SOURCE =
+ + +

Dealing with source code is hard unless you know more on the writing of comment.
In the more general case, you could have // or /* in text constants. So your really need to parse the file at a syntaxic level, not only lexical. IMHO the only bulletproof solution would be to start for example with the java parser from openjdk.
If you know that your comments are never deeply mixed with the code (in my exemple comments MUST be full lines), a python script could help
multiple = False
for line in text:
stripped = line.strip()
if multiple:
if stripped.endswith('*/'):
multiple = False
continue
elif stripped.startswith('/*'):
multiple = True
elif stripped.startswith('//'):
pass
else:
print(line)

If you are using Eclipse IDE, you could make regex do the work for you.
Open the search window (Ctrl+F), and check 'Regular Expression'.

+ + +

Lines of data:
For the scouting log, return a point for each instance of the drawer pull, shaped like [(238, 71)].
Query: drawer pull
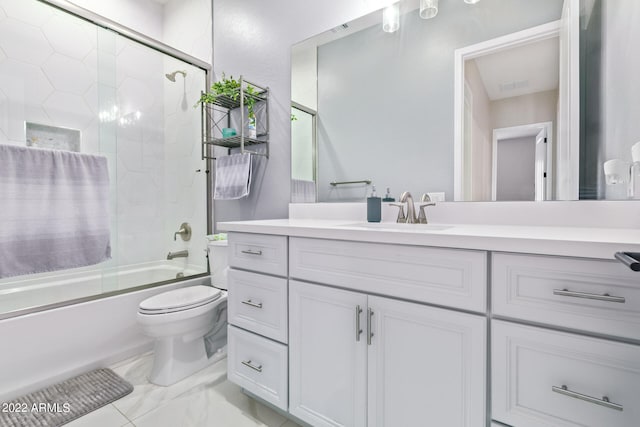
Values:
[(358, 329), (369, 330), (605, 297), (602, 402), (253, 304), (251, 252), (252, 366)]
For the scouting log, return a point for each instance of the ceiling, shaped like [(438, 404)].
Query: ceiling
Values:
[(521, 70)]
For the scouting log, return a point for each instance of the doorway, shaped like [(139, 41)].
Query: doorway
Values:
[(521, 166)]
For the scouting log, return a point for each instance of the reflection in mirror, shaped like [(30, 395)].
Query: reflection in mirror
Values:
[(459, 103), (303, 157), (506, 108)]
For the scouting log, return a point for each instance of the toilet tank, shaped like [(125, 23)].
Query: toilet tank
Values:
[(218, 264)]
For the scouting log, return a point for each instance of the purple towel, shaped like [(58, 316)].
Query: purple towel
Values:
[(54, 210)]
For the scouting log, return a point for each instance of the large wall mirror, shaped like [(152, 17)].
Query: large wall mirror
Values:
[(492, 100)]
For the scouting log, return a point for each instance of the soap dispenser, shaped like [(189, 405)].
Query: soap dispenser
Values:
[(374, 206), (387, 197)]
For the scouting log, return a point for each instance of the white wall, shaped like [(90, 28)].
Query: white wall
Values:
[(182, 24), (254, 38), (304, 76), (144, 16), (621, 85), (526, 109)]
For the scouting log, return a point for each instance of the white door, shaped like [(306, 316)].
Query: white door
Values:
[(541, 165), (426, 366), (568, 141), (328, 365)]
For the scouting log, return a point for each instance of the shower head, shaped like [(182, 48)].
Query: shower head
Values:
[(172, 76)]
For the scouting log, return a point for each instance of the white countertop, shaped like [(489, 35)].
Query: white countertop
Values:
[(563, 241)]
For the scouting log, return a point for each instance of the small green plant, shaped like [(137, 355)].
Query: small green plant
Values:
[(230, 88)]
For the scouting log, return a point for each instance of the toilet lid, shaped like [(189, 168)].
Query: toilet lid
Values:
[(180, 299)]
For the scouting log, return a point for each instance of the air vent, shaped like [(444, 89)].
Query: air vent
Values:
[(506, 87), (339, 28)]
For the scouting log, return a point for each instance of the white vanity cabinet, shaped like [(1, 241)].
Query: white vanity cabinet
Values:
[(257, 302), (364, 360), (545, 377)]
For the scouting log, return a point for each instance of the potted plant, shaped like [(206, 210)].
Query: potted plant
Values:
[(230, 88)]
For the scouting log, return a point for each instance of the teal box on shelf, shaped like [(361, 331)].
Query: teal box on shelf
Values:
[(228, 132)]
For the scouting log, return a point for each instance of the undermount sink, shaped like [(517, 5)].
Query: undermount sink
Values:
[(395, 226)]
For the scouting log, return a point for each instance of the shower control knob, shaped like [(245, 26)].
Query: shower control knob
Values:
[(184, 232)]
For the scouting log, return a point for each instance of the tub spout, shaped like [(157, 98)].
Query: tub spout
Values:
[(179, 254)]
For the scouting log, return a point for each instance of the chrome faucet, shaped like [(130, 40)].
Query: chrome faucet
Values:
[(411, 210), (426, 200), (179, 254)]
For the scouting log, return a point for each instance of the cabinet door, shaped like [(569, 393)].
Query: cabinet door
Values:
[(327, 367), (426, 366)]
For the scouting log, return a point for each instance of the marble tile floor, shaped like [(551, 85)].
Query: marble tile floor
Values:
[(201, 400)]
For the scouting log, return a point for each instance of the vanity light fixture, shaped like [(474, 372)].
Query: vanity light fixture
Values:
[(391, 18), (428, 9)]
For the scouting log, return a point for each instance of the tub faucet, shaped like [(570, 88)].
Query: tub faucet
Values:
[(411, 210), (179, 254)]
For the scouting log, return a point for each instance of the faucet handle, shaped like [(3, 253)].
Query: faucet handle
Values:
[(401, 216), (422, 216), (184, 232)]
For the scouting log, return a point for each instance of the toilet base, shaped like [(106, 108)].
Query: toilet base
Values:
[(174, 359)]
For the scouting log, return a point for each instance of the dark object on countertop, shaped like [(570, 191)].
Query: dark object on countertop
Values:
[(630, 259)]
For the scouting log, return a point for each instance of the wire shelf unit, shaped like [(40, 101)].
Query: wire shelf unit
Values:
[(227, 111)]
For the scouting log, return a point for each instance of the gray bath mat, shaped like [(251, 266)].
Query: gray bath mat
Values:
[(64, 402)]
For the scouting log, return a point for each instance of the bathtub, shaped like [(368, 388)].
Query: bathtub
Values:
[(47, 290), (47, 346)]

+ + +

WHAT IS REQUIRED =
According to the post on stripping comments from source code, why must the file be parsed at a syntactic level rather than only a lexical one? Answer in one to three sentences.

OUTPUT =
In the general case, the markers // or /* can appear inside text constants. A purely lexical pass can't tell those apart from real comments, so the file has to be parsed at a syntactic level.